Your goal — Render every line of the entries below as a numbered list, skipping any blank lines. Leave the pictures out of your answer.
****************************************
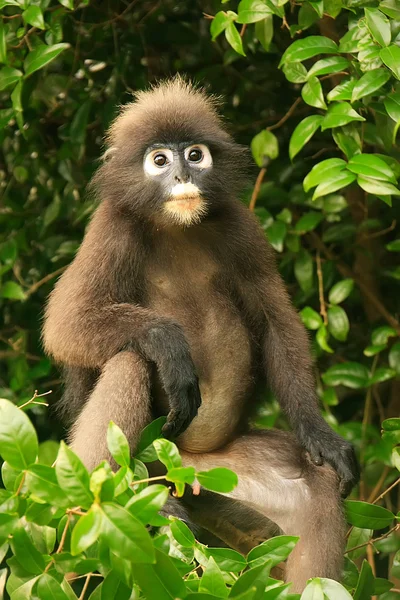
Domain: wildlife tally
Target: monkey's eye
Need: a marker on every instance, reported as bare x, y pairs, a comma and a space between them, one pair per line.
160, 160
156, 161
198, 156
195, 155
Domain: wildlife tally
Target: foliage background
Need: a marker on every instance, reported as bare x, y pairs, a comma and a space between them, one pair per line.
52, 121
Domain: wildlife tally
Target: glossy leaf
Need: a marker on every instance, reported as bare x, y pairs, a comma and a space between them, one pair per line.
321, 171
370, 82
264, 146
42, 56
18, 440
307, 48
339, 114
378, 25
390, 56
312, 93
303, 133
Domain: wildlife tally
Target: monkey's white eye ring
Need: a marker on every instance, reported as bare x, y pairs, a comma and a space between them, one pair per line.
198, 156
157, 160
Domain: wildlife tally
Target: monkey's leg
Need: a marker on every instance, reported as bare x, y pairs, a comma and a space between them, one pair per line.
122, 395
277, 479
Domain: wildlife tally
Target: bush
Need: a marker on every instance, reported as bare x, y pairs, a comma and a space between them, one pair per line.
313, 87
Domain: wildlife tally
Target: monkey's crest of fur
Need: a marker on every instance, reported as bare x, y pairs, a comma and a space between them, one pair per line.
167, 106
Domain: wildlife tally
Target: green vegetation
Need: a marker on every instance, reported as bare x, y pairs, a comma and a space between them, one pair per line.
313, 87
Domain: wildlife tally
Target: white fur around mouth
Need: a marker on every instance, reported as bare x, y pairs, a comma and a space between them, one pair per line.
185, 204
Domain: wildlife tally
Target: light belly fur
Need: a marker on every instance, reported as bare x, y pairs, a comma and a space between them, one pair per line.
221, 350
****************************************
Problem solution —
1. Domain: wildlife tally
2. Target: monkey's eye
3. Need: a marker on every instance, reported as bare x, y pairs, a comma and a space between them, one pair per line.
4. 160, 160
5. 156, 161
6. 198, 156
7. 195, 155
8. Domain: wildlife tally
9. Target: foliage background
10. Need: a marker on every instance, reported as bare x, y pairs, a comma and a space between them, one pair per line.
11. 52, 121
12. Domain: wildlife tally
13. Target: glossy leaf
14. Need: a marker on every instance, reported as bare x, y pairs, a comma and a space between them, one pair per line.
15. 321, 171
16. 370, 82
17. 264, 146
18. 42, 56
19. 18, 440
20. 307, 48
21. 339, 114
22. 378, 25
23. 390, 56
24. 312, 93
25. 303, 133
26. Domain: wildlife tally
27. Target: monkey's white eye ring
28. Need: a marker on every instance, reported as bare x, y pairs, a comma and a space between them, one pair per line.
29. 198, 156
30. 157, 160
31. Domain: wildlife tally
32. Target: monkey's leg
33. Need: a marker on every instance, reported as bare x, y pairs, a comma and a space between them, one pair per line.
34. 122, 395
35. 277, 479
36. Domain: wildlife tally
37. Target: bush
38. Need: a marker on every instance, reported as bare x, y pairs, a comma and a space between them, one pair per line.
39. 313, 87
40. Domain: wildlife tally
41. Target: monkey's crest of fur
42. Need: a marker on every instance, reported as bare x, y pairs, a comma and a space between them, one pair per line.
43. 167, 106
44. Domain: wildlife tally
45. Target: green vegetation
46. Need: a marker on every instance, reported as bare x, y pairs, a comma and a space between them, one pair per line.
47. 313, 87
48. Domain: wildlife tally
49. Target: white fur around mouth
50. Need: a marker on every instance, reported as bare x, y pairs, a comma and a space between them, one pair per line.
51. 185, 204
52. Domain: wildlife tally
53. Target: light belly fur
54. Need: a marker on every instance, reported as bare x, y pairs, a comma and a space between them, one pair per line.
55. 221, 350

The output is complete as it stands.